* **Given instruction**
Can you rewrite every one of the records below in full, requests included, scaling each point coordinate in the answers by 1.25 and rounding to the nearest whole number, with halves rounded up? Leave the request lines as they are.

%%

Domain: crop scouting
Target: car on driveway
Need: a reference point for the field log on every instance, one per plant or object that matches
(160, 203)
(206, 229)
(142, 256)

%%

* **Solution to this exercise**
Domain: crop scouting
Target: car on driveway
Need: a reference point for the field log on every instance, one per plant or object that matches
(200, 254)
(258, 286)
(178, 320)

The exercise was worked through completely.